STATED EXERCISE — Find each line in the items below that contains the string "rocky" and copy it out in full. Case counts.

[Records from a collection]
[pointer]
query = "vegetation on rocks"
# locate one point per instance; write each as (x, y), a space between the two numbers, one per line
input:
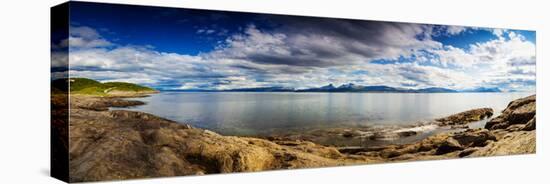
(84, 86)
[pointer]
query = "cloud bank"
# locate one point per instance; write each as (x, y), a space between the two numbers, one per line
(306, 52)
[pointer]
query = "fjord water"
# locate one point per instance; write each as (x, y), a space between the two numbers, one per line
(261, 113)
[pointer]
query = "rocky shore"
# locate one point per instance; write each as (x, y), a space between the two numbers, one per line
(120, 144)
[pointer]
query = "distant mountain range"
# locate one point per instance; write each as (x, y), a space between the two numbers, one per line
(350, 87)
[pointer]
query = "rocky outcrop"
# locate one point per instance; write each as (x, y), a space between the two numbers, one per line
(119, 144)
(520, 111)
(466, 117)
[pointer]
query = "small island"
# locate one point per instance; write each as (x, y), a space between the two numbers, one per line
(109, 144)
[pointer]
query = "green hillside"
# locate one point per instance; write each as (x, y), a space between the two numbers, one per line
(92, 87)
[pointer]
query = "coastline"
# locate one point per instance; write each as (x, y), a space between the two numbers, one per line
(122, 144)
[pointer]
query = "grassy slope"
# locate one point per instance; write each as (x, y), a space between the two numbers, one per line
(91, 87)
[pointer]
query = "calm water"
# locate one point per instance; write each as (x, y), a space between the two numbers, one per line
(248, 113)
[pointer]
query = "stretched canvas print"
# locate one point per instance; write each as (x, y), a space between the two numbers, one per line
(144, 92)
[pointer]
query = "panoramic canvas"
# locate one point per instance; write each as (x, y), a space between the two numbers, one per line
(143, 92)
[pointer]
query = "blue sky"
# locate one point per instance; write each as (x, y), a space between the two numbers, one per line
(170, 48)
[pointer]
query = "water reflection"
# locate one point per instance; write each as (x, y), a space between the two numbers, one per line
(247, 113)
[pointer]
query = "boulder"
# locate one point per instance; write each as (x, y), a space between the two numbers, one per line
(530, 125)
(519, 111)
(450, 145)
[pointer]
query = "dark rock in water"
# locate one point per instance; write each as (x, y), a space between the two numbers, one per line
(467, 152)
(350, 134)
(460, 126)
(406, 133)
(474, 138)
(450, 145)
(531, 125)
(466, 117)
(519, 111)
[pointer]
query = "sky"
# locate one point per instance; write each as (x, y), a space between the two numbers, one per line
(169, 48)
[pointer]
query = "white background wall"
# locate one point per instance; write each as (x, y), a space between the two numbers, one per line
(24, 104)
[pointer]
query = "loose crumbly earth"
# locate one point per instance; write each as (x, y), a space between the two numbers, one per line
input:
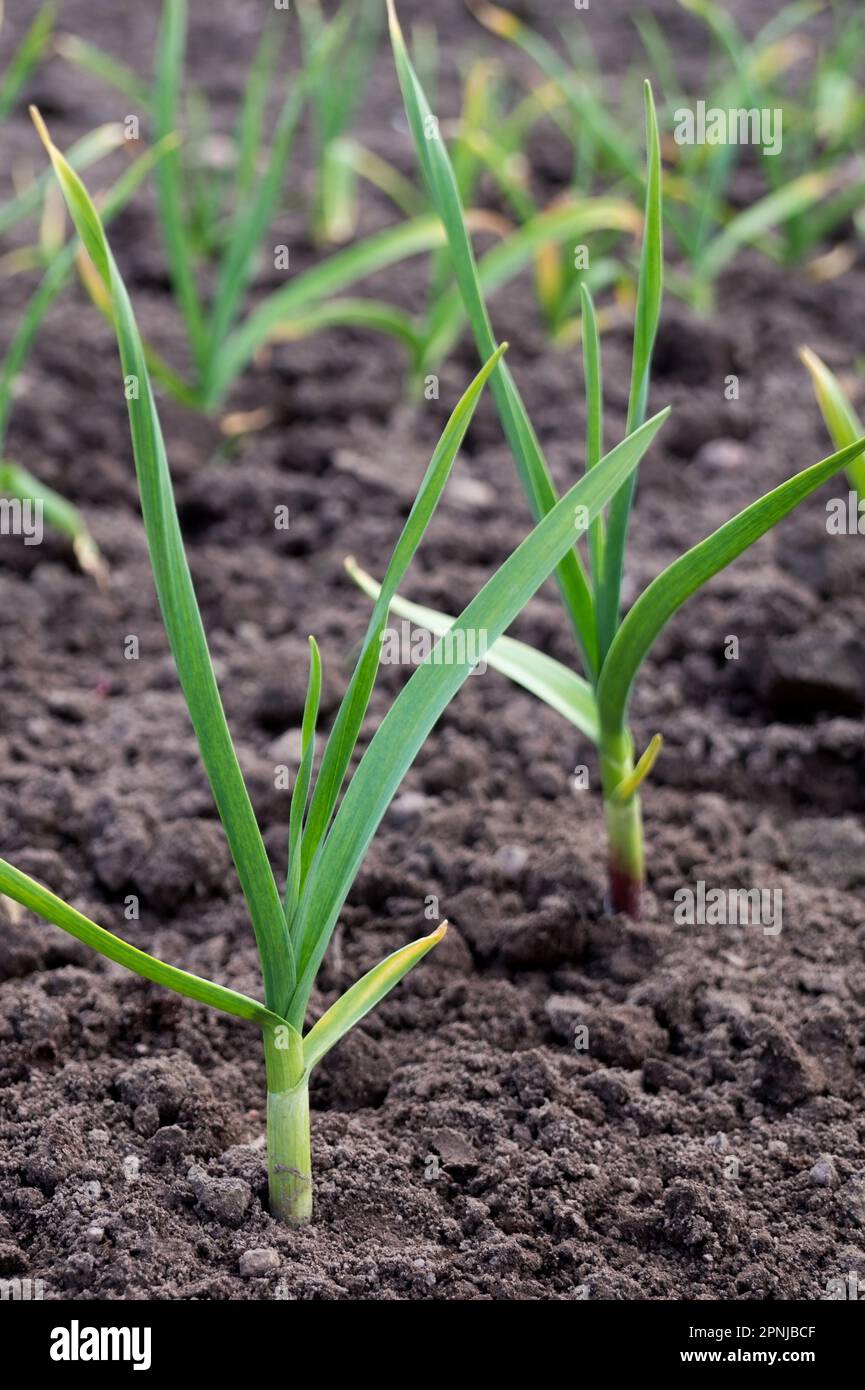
(708, 1143)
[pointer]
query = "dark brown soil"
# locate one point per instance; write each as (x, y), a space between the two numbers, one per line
(708, 1144)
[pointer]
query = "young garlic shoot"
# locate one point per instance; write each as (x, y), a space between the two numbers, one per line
(330, 830)
(611, 647)
(17, 483)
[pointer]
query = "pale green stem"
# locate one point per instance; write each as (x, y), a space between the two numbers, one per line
(623, 824)
(288, 1144)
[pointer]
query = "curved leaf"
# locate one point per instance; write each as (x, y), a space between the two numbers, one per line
(362, 997)
(47, 905)
(550, 680)
(433, 685)
(690, 571)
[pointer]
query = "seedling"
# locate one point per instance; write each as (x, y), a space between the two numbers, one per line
(807, 196)
(326, 841)
(15, 481)
(334, 103)
(213, 223)
(611, 648)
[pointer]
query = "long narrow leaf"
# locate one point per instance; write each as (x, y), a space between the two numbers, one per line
(166, 95)
(346, 726)
(59, 513)
(690, 571)
(302, 784)
(534, 473)
(47, 905)
(420, 702)
(842, 421)
(180, 608)
(502, 263)
(645, 325)
(550, 680)
(362, 997)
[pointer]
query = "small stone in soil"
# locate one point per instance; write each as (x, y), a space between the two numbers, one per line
(257, 1262)
(823, 1173)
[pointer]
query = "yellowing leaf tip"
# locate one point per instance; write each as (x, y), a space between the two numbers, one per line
(41, 128)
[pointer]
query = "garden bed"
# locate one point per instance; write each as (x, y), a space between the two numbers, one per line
(708, 1144)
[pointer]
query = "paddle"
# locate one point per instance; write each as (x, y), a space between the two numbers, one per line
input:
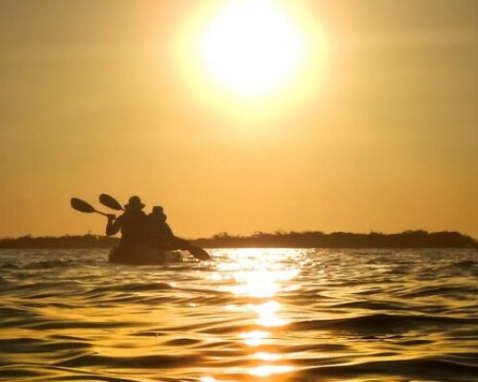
(110, 202)
(82, 206)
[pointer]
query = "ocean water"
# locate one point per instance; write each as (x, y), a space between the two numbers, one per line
(250, 315)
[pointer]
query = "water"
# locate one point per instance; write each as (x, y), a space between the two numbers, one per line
(252, 315)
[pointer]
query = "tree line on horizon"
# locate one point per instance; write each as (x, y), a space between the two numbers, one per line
(279, 239)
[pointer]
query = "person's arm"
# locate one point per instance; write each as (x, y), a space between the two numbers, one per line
(168, 232)
(113, 226)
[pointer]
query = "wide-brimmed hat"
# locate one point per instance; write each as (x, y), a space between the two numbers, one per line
(158, 211)
(134, 203)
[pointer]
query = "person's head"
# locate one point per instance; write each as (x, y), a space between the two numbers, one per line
(134, 204)
(158, 213)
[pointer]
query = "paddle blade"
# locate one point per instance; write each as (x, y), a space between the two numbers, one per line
(110, 202)
(199, 253)
(82, 206)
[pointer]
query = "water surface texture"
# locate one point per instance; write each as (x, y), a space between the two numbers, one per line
(251, 315)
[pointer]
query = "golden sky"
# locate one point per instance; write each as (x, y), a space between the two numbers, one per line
(375, 128)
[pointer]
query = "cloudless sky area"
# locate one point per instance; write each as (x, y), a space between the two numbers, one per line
(377, 129)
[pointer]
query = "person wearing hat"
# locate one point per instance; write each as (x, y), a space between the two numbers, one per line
(132, 223)
(161, 236)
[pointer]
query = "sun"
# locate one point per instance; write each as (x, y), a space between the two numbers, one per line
(252, 47)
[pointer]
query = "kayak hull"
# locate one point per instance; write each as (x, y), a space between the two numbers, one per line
(143, 256)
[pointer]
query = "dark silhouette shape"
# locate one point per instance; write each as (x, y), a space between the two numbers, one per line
(132, 224)
(265, 240)
(162, 236)
(110, 202)
(144, 234)
(82, 206)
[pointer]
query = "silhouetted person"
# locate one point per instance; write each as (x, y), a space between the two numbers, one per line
(132, 223)
(160, 233)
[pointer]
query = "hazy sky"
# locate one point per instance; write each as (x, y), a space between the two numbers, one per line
(379, 132)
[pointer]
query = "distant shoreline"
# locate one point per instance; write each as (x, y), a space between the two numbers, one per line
(314, 239)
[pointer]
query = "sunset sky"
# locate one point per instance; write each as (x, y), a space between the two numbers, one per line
(239, 116)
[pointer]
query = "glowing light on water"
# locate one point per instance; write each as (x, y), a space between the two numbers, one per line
(267, 356)
(255, 337)
(268, 370)
(268, 314)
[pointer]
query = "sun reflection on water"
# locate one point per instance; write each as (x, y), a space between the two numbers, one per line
(260, 275)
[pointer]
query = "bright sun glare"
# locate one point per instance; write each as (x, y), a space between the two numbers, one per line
(252, 47)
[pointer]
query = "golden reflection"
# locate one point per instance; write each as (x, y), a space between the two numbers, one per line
(267, 314)
(263, 356)
(260, 275)
(268, 370)
(254, 338)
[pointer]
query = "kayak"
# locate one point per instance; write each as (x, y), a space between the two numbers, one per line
(143, 256)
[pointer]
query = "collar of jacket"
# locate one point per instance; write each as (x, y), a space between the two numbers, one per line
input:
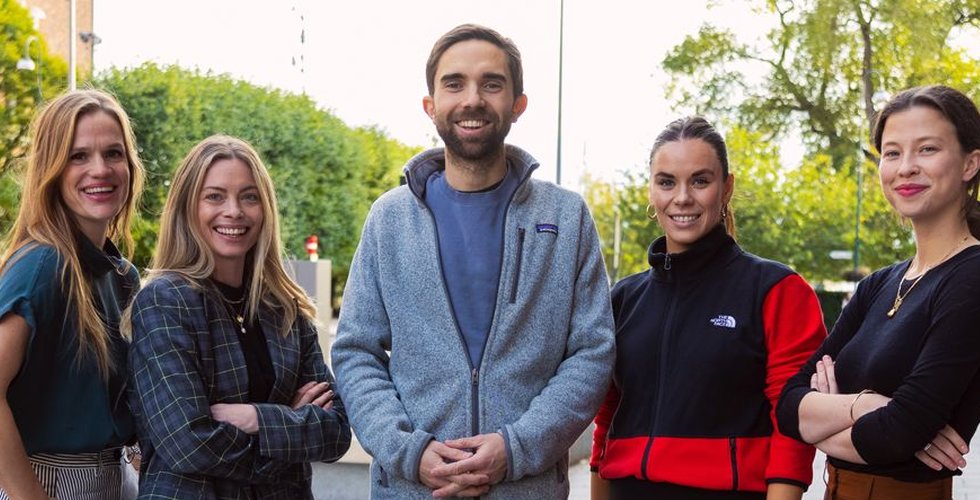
(424, 164)
(711, 252)
(96, 262)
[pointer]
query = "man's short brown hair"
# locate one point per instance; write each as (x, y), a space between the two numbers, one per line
(466, 32)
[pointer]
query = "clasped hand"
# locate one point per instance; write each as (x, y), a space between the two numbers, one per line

EXPECTED ANSWER —
query = "rocky shore"
query = "rocky outcrop"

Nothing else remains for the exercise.